# Task details:
Take the data from its first line. Print each line exactly until the line containing "Target — red and black wrestling shoe" has been printed too.
START Recorded information
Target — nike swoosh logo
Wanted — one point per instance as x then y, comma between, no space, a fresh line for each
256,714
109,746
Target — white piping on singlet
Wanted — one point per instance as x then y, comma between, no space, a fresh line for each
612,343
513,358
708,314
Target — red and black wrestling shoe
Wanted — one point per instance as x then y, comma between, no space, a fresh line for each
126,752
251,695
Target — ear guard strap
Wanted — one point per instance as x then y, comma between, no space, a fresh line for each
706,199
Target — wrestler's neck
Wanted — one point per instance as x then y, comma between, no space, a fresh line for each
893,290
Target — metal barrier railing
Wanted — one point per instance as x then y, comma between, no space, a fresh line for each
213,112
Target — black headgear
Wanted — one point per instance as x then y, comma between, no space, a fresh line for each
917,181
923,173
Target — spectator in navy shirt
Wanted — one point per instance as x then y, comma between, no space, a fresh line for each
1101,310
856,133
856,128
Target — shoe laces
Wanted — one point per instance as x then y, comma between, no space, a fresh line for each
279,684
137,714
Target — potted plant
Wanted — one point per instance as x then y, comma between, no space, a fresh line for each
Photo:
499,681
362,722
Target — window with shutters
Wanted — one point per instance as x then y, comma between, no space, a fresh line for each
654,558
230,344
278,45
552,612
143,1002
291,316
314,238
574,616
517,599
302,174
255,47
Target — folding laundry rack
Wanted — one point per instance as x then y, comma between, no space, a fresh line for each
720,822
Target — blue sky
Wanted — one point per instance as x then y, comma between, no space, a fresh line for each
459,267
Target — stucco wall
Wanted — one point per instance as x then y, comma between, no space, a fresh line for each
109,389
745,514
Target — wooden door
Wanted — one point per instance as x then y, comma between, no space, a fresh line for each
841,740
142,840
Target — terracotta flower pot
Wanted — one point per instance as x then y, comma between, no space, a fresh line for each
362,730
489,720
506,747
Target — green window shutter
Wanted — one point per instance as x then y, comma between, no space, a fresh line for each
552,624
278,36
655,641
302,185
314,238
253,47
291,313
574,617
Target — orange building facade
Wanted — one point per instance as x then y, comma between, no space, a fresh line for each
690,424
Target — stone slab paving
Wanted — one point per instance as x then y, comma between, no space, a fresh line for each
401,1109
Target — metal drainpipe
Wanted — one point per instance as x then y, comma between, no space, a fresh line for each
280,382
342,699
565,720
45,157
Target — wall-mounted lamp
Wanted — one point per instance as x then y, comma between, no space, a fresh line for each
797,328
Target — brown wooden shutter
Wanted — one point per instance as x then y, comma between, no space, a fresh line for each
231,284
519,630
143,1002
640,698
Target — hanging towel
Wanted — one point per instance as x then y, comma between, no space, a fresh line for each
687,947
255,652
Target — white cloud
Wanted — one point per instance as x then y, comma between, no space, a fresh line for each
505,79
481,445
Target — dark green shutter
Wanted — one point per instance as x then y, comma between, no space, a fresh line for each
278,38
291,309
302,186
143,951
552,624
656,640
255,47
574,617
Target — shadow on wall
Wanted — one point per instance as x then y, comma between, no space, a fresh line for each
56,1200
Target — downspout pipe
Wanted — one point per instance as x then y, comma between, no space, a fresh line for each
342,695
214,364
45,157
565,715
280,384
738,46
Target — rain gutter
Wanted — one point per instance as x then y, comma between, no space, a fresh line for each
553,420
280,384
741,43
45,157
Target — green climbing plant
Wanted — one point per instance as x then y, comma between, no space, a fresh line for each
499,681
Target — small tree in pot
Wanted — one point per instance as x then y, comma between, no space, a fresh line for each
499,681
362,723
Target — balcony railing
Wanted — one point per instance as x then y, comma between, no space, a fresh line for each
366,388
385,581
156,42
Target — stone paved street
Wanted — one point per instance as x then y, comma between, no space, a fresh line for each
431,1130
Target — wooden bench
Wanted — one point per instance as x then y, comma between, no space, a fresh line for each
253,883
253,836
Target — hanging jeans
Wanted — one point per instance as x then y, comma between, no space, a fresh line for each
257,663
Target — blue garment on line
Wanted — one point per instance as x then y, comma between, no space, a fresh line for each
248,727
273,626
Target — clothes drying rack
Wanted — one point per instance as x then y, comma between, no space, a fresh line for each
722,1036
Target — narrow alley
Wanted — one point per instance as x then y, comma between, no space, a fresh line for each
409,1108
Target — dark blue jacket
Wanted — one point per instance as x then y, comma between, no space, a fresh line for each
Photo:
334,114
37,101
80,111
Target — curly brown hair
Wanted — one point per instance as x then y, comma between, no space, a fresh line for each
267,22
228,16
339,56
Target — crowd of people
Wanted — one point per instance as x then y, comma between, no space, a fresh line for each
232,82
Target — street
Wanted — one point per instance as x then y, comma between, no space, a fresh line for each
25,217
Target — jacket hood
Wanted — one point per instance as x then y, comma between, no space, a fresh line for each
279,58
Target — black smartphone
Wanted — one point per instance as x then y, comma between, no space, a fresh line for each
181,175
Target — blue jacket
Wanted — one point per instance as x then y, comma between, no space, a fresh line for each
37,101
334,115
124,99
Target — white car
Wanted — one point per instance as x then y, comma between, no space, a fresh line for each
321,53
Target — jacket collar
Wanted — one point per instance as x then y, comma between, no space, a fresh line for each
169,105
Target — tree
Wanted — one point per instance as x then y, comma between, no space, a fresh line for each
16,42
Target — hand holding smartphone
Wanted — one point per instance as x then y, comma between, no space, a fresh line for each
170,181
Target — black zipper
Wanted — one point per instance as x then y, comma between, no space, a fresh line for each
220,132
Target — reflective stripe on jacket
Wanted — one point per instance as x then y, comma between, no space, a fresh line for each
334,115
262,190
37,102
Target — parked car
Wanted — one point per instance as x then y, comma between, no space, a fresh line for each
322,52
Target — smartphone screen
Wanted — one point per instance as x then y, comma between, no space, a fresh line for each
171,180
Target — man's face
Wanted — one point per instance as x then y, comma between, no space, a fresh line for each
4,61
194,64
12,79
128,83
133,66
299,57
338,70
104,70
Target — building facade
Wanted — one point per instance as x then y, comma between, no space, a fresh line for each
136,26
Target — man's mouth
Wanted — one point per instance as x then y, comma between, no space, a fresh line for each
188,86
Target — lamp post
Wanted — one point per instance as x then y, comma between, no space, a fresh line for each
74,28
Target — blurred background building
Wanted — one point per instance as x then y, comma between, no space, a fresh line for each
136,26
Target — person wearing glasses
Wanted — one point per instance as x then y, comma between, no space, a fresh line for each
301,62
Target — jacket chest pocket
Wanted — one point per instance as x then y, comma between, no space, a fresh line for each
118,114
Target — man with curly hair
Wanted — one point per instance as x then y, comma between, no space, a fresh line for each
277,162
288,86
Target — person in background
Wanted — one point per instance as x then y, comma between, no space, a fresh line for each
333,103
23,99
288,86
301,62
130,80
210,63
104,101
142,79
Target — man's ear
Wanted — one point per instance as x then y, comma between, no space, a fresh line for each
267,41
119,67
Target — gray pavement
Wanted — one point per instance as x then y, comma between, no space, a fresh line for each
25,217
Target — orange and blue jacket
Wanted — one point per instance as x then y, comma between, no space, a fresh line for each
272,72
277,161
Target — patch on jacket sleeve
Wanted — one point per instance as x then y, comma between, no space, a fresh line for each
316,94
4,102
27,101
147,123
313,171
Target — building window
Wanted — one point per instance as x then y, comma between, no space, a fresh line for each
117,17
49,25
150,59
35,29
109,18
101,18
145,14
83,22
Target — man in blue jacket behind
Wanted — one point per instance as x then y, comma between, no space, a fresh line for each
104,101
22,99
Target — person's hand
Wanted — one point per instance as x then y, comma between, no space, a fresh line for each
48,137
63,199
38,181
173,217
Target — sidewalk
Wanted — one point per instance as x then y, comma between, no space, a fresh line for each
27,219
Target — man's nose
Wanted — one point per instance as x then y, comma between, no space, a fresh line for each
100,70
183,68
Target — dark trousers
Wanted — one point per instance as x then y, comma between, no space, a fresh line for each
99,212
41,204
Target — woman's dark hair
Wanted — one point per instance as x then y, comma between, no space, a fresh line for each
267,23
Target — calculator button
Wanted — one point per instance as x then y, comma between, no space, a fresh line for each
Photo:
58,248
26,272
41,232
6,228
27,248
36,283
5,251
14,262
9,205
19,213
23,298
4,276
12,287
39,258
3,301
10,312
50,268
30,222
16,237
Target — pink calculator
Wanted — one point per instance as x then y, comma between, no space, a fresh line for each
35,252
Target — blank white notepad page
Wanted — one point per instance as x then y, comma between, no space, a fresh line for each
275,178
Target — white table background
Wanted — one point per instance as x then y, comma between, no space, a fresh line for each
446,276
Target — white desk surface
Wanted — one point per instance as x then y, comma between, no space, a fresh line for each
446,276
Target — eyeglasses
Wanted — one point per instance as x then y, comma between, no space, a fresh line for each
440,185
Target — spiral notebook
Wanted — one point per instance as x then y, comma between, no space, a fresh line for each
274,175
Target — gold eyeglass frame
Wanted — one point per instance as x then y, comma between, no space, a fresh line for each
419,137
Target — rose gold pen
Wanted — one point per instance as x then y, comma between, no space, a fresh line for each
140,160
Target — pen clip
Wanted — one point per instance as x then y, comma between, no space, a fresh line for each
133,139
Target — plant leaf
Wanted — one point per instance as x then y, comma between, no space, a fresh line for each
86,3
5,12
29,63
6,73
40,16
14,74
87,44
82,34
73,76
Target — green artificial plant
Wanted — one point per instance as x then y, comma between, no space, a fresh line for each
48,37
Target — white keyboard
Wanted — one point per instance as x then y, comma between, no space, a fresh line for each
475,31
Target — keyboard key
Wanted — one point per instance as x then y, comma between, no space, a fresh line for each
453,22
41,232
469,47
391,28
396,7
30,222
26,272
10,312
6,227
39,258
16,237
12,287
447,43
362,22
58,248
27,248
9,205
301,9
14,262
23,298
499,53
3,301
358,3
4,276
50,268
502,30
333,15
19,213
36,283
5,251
END Recorded information
# Solution below:
Target — nike swoosh logo
Wanted — one point per instance as x then y, comma between, no space, a fresh line for each
256,714
109,746
Target — white piping on singlet
Wanted — one point per instance as x then y, comma between, no space, a fresh line for each
612,343
513,358
708,314
Target — red and black wrestling shoe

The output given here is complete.